→ Teks Sumber
Akibat dari perubahan cuaca (Pemanasan Global)
Di beberapa daerah tropis, penyu sisik mengandalkan terumbu karang untuk mencari mangsa dan berlindung. Saat bumi menghangat dan suhu lautan naik menyebabkan karang memutih, penyu-penyu yang menggantungkan diri di terumbu karang akan terkena dampak secara langsung. Pemanasan di samudera, perubahan arus dan perubahan distribusi spesies mangsa yang dulunya melimpah memaksa mereka untuk mengubah gerakan demi mendapatkan makanan. Karena jenis kelamin penyu bergantung pada suhu, ketika suhu meningkat dan pantai menjadi lebih panas, pasir yang lebih hangat mengubah jumlah pejantan dan betina yang dilahirkan, membuat rasio jenis kelamin secara alami tidak seimbang.
Ancaman yang lebih nyata adalah naiknya permukaan laut dari pencairan es di kutub yang berkontribusi pada hilangnya habitat bersarang penyu di pantai. Cuaca ekstrem, yang juga terkait dengan perubahan iklim, mengakibatkan badai yang lebih sering dan parahnya dan berubahnya pantai tempat bersarang disebabkan erosi pantai sehingga menggenangi atau membanjiri sarang penyu dengan air laut. Hal ini dapat mengakibatkan banyak hilangnya sarang di sepanjang bentangan pantai selama perubahan cuaca menjadi lebih buruk terus berlangsung.
Habitat yang semakin berkurang karena pembangunan di bibir pantai
Setengah dari populasi manusia dunia hidup di atau dalam 100 mil dari garis pantai dan itu berarti lebih sedikit ruang dan lebih banyak bahaya bagi penyu. Kegiatan pesisir seperti pemugaran pantai, pembangunan tembok laut, pengerukan dekat pantai, konstruksi anjungan minyak menimbulkan hambatan yang berisiko bagi penyu. Pengembangan pesisir juga berkontribusi terhadap berkurangnya habitat penyu. Selain itu, pencemaran dari limpasan, pembuangan air limbah, dan tumpahan minyak hingga bertabrakan dengan perahu juga bertanggung jawab atas sejumlah besar cedera dan kematian penyu setiap tahun.

→ Informasi yang Diberikan
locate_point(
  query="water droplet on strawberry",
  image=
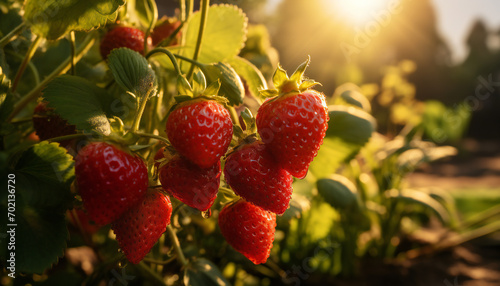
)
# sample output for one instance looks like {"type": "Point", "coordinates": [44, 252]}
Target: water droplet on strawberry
{"type": "Point", "coordinates": [206, 214]}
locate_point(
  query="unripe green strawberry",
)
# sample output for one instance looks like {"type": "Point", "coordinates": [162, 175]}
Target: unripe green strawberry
{"type": "Point", "coordinates": [164, 29]}
{"type": "Point", "coordinates": [294, 123]}
{"type": "Point", "coordinates": [200, 130]}
{"type": "Point", "coordinates": [138, 229]}
{"type": "Point", "coordinates": [255, 175]}
{"type": "Point", "coordinates": [122, 37]}
{"type": "Point", "coordinates": [249, 229]}
{"type": "Point", "coordinates": [109, 180]}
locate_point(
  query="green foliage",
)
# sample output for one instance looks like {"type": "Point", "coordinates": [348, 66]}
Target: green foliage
{"type": "Point", "coordinates": [53, 19]}
{"type": "Point", "coordinates": [132, 72]}
{"type": "Point", "coordinates": [224, 35]}
{"type": "Point", "coordinates": [252, 76]}
{"type": "Point", "coordinates": [348, 130]}
{"type": "Point", "coordinates": [338, 191]}
{"type": "Point", "coordinates": [445, 124]}
{"type": "Point", "coordinates": [231, 85]}
{"type": "Point", "coordinates": [43, 174]}
{"type": "Point", "coordinates": [201, 272]}
{"type": "Point", "coordinates": [79, 102]}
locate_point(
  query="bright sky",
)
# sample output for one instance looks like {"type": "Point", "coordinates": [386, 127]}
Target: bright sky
{"type": "Point", "coordinates": [455, 18]}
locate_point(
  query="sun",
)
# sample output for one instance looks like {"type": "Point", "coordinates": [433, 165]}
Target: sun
{"type": "Point", "coordinates": [357, 12]}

→ Daftar Tugas
1. Ringkaslah teks tentang ancaman bagi penyu dalam dua kalimat.
2. Terjemahkan kalimat "Pengembangan pesisir juga berkontribusi terhadap berkurangnya habitat penyu." dari teks tentang ancaman bagi penyu ke dalam bahasa Inggris.
3. Ulangi dengan persis bagian teks tentang ancaman bagi penyu, mulai dari "Akibat dari perubahan" dan berakhir pada "alami tidak seimbang.".

→ Hasil Tiap Tugas
1. Perubahan iklim berdampak pada penyu melalui pemutihan terumbu karang, perubahan arus dan sebaran mangsa, rasio jenis kelamin yang tidak seimbang akibat pasir yang lebih hangat, serta naiknya permukaan laut dan badai yang menggenangi sarang. Selain itu, pembangunan dan kegiatan di pesisir mengurangi habitat penyu, sementara pencemaran dan tabrakan dengan perahu menyebabkan banyak cedera dan kematian penyu setiap tahun.

2. Coastal development also contributes to the decline of turtle habitat.

3.
Akibat dari perubahan cuaca (Pemanasan Global)
Di beberapa daerah tropis, penyu sisik mengandalkan terumbu karang untuk mencari mangsa dan berlindung. Saat bumi menghangat dan suhu lautan naik menyebabkan karang memutih, penyu-penyu yang menggantungkan diri di terumbu karang akan terkena dampak secara langsung. Pemanasan di samudera, perubahan arus dan perubahan distribusi spesies mangsa yang dulunya melimpah memaksa mereka untuk mengubah gerakan demi mendapatkan makanan. Karena jenis kelamin penyu bergantung pada suhu, ketika suhu meningkat dan pantai menjadi lebih panas, pasir yang lebih hangat mengubah jumlah pejantan dan betina yang dilahirkan, membuat rasio jenis kelamin secara alami tidak seimbang.